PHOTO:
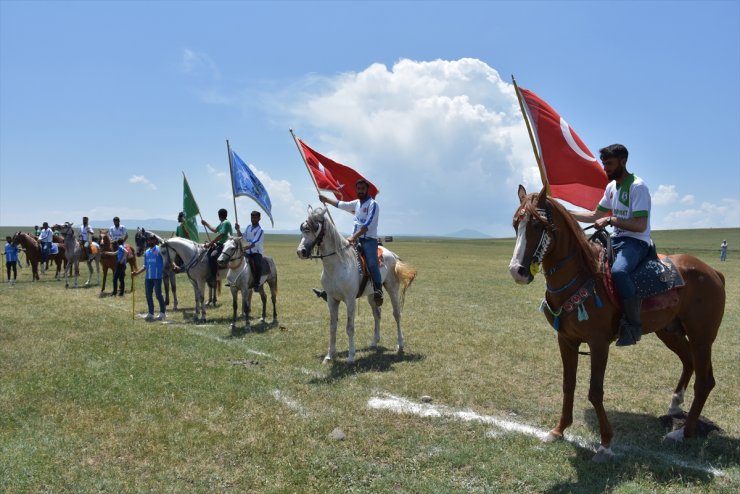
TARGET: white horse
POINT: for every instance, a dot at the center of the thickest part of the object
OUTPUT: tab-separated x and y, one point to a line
74	253
240	278
342	276
195	259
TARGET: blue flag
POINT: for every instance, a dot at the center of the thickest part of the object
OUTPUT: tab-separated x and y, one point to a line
245	183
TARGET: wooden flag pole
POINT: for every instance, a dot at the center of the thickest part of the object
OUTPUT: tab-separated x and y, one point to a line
308	169
537	157
231	174
196	205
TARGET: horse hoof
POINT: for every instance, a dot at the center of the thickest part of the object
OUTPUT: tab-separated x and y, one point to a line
603	455
674	437
551	437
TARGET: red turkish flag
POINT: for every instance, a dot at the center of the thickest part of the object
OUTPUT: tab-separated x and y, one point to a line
333	176
572	171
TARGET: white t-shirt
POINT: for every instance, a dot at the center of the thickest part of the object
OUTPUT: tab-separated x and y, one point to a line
116	233
84	231
366	214
255	235
626	201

■ ■ ■

> [PROBLEM TO WORK ON] Update all the records above by changing "thickest part" to "widest part" wherever it occurs, and keep every other line unchanged. Leave the pictures out of your answer.

> [SOLUTION FOR THIS EXERCISE]
PHOTO:
TARGET: white horse
POINT: for every instance, a dot at the center of the widest part of the object
OUTPUT: tab-separated x and y, one point to a line
74	253
240	278
342	276
195	259
TARGET: blue flag
POINT: for every instance, a dot at the center of the widest part of the object
OUTPUT: tab-separated x and y, one point to a line
245	183
TARGET: wooden flag pole
POINT: for every instance, a dot at the center of the widest part of the object
OUTPUT: tab-separated x and y, one point to a line
308	169
537	157
231	174
196	205
TARGET: horse hoof
POINT: for every instance, a dot at the center of the widest part of the object
OUTPUT: tab-separated x and y, one point to a line
603	455
674	437
551	437
TARGET: red turkish flag
POINT: for every instance, a dot at the center of the widest part of the object
OUTPUT: tab-separated x and y, one point to a line
333	176
572	171
TARGET: white t-shirt
POINT: for every instance, a dot at the center of the widest part of the object
OUTPUT: tab-separated x and y, one point to a line
116	233
84	231
366	214
255	235
626	201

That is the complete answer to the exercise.